[Referring expression pointing data]
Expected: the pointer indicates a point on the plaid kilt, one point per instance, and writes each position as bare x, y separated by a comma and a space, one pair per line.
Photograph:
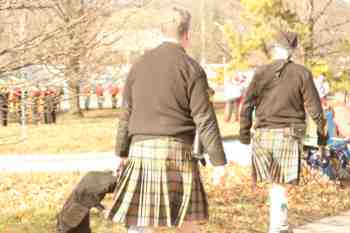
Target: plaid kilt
160, 186
276, 156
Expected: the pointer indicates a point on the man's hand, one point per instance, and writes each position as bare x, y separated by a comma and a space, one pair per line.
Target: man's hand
121, 162
218, 175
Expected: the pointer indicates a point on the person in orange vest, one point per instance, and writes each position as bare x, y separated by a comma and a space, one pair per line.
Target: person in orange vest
114, 90
99, 94
87, 96
4, 104
17, 97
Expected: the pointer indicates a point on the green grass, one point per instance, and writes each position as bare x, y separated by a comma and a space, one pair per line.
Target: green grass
93, 133
29, 203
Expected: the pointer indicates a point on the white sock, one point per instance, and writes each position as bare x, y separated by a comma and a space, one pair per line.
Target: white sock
134, 229
278, 209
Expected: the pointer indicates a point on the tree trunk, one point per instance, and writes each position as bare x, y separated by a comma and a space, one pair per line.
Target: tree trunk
346, 97
74, 98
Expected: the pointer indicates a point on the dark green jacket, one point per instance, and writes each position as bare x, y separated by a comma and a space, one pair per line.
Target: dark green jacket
74, 216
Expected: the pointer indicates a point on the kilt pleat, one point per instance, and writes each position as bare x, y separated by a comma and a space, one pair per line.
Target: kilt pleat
160, 186
276, 154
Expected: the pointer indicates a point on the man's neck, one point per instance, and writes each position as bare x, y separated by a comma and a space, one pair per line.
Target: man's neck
173, 40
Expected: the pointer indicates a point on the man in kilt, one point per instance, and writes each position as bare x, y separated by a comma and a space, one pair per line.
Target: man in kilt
165, 100
279, 94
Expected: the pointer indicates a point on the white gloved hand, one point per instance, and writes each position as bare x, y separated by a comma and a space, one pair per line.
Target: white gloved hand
218, 174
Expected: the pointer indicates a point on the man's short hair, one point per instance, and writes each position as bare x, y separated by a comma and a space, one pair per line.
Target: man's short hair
176, 23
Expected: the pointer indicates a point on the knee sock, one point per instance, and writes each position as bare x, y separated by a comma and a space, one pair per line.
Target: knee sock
278, 209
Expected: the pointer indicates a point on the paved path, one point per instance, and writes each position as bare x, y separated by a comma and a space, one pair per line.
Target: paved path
337, 224
94, 161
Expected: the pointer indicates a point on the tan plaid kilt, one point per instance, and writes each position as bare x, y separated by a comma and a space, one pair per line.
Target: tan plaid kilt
160, 186
276, 156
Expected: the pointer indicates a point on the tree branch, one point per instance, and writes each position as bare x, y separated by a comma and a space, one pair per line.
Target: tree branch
323, 11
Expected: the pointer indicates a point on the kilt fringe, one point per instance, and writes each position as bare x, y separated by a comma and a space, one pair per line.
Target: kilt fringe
160, 186
276, 155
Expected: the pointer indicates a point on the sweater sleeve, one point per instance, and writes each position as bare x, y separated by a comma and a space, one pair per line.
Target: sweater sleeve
246, 115
203, 114
122, 139
313, 107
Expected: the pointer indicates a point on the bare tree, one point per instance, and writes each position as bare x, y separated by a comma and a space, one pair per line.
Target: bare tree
74, 36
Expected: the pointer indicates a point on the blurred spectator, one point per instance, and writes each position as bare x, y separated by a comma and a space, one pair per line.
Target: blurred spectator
87, 96
99, 94
4, 104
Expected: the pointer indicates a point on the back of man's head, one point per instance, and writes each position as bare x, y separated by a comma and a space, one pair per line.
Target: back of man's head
176, 23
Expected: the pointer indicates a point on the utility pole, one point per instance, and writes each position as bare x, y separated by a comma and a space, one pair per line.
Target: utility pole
203, 32
22, 24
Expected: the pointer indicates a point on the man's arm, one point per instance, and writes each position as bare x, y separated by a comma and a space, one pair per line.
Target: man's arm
246, 116
123, 140
203, 114
313, 106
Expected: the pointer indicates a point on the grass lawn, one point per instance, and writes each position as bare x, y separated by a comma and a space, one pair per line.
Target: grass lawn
93, 133
30, 202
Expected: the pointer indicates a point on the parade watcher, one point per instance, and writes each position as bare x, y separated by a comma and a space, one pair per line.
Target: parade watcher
87, 95
35, 96
100, 96
114, 90
4, 105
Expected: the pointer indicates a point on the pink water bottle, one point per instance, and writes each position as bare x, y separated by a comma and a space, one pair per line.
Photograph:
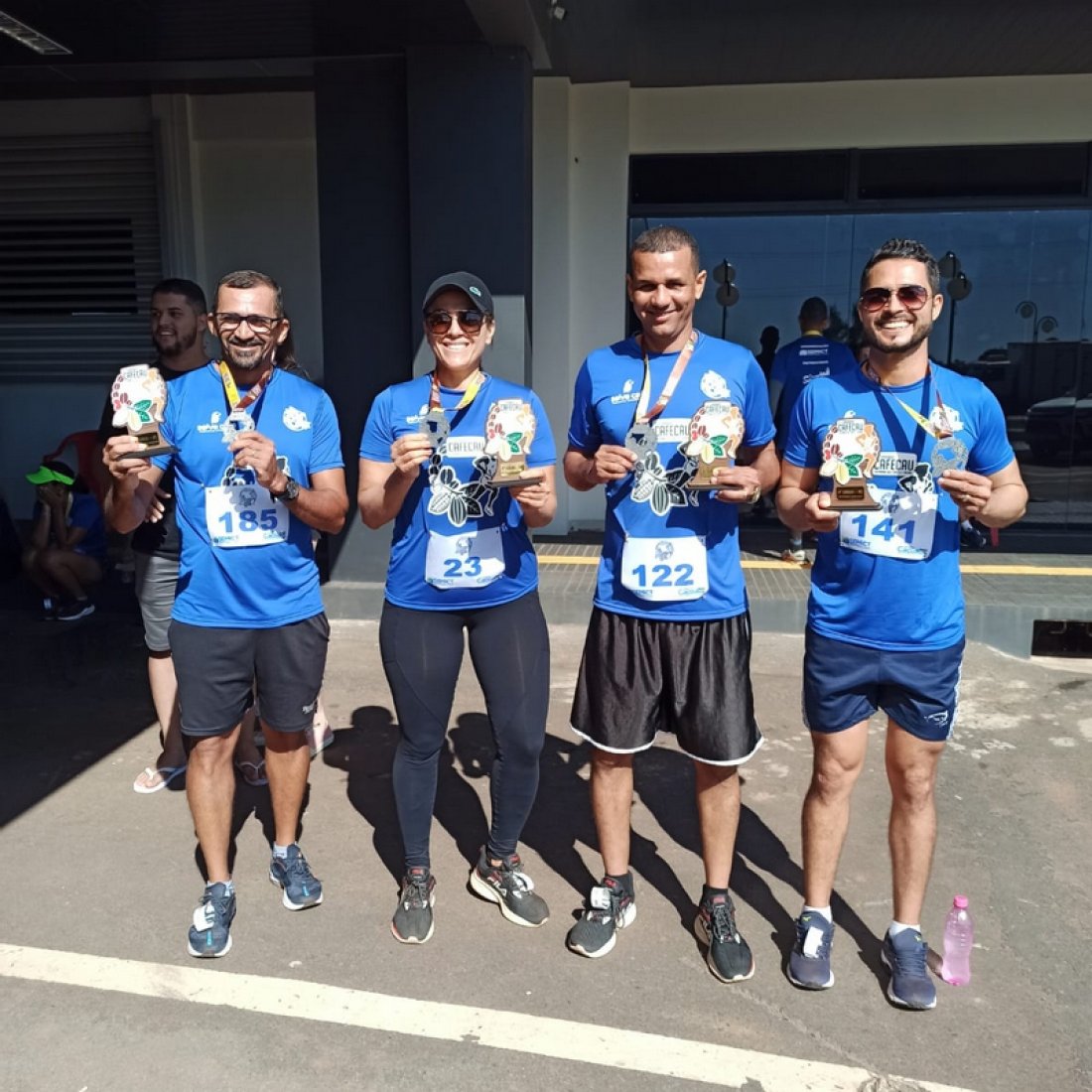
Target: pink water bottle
959, 940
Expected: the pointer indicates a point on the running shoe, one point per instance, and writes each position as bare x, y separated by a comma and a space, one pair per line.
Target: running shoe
809, 960
906, 954
611, 907
210, 931
293, 875
75, 611
413, 919
730, 958
510, 887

**TASK DIRECTIONS**
Reproduce only the lines running from the one that contains "Target: pink water bottle" to the last line of the records.

**EXERCISE SOLUTION**
Target: pink water bottle
959, 940
Expected: the pointer indicates a point on the running shoe, one point per instance, and writes each position as bare x, y separated by a comma and a space, one pair per line.
Target: running shoe
809, 960
906, 954
611, 907
210, 931
293, 875
75, 611
413, 919
730, 958
510, 887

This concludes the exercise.